### YOUR OBJECTIVE
Locate every line in the material below that contains the string "mountain" and copy each such line in full. The match is case-sensitive.

____

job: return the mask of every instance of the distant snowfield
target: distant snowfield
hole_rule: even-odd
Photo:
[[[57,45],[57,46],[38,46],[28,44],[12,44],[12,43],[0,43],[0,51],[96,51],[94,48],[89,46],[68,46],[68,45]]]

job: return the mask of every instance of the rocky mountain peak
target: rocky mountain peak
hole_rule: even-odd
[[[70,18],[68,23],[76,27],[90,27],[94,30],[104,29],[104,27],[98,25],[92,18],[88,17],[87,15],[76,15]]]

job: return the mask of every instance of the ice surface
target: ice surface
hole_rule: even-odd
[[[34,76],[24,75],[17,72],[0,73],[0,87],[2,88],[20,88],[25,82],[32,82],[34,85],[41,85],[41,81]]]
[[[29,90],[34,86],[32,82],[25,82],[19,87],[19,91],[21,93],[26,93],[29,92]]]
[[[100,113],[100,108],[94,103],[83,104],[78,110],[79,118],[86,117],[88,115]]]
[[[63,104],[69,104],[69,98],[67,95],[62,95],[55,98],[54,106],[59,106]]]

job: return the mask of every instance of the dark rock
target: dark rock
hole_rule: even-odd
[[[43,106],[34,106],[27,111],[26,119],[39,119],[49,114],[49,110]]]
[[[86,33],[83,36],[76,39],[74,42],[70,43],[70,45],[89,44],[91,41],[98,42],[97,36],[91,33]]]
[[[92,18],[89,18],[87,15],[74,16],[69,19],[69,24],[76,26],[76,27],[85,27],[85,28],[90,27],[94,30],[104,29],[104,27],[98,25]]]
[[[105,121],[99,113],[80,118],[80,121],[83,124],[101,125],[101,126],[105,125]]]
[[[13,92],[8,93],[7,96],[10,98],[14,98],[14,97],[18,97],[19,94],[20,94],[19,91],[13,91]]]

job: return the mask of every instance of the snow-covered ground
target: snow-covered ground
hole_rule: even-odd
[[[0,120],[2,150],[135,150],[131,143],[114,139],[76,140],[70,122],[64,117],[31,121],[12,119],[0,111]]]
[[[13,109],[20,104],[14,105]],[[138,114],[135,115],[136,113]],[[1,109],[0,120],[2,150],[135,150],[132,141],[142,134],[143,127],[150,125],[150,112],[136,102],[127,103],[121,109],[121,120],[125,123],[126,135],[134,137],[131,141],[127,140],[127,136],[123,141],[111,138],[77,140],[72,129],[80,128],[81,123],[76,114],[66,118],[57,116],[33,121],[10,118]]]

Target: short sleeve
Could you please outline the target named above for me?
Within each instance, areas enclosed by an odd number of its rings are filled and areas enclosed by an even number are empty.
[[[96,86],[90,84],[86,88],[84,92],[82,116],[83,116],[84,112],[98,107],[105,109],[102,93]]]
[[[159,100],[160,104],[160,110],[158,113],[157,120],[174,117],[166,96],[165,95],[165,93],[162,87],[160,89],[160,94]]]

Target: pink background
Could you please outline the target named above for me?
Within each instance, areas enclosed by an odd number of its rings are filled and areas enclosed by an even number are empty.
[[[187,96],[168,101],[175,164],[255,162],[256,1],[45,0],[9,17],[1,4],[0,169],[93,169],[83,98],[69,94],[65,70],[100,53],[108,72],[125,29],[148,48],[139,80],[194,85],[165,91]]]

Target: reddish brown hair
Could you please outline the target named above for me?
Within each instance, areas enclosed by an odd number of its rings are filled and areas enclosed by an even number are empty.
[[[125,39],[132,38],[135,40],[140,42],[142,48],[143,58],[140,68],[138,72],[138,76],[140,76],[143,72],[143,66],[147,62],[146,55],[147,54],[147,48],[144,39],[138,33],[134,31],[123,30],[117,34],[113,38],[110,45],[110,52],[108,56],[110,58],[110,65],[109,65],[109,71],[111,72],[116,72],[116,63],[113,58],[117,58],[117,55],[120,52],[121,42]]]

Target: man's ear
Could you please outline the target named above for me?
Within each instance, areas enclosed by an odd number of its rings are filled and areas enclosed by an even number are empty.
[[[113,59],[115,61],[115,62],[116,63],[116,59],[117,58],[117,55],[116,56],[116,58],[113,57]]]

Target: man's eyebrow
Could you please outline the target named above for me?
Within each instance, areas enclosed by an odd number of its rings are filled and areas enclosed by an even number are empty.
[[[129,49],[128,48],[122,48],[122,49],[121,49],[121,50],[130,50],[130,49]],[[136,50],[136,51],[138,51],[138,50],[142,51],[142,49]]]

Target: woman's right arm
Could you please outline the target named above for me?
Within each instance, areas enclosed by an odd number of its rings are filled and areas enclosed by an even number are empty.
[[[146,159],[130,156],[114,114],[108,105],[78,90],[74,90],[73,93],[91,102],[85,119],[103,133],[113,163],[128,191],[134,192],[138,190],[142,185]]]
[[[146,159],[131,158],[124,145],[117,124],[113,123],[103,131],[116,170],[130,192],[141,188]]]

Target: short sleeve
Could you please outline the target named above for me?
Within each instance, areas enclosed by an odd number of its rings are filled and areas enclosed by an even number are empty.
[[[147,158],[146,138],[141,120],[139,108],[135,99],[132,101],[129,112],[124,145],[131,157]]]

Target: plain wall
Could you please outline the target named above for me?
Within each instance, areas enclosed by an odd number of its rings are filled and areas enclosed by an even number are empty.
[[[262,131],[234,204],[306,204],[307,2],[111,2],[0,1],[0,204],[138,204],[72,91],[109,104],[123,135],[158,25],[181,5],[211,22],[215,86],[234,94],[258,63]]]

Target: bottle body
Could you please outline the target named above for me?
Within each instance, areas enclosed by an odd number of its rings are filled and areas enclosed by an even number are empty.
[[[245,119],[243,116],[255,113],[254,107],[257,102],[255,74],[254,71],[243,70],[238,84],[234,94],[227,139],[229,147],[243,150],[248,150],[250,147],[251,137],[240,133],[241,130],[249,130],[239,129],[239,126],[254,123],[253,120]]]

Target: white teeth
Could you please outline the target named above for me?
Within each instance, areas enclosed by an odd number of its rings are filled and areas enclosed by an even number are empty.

____

### RIGHT ANSWER
job: return the mask of every instance of the rocky mountain peak
target: rocky mountain peak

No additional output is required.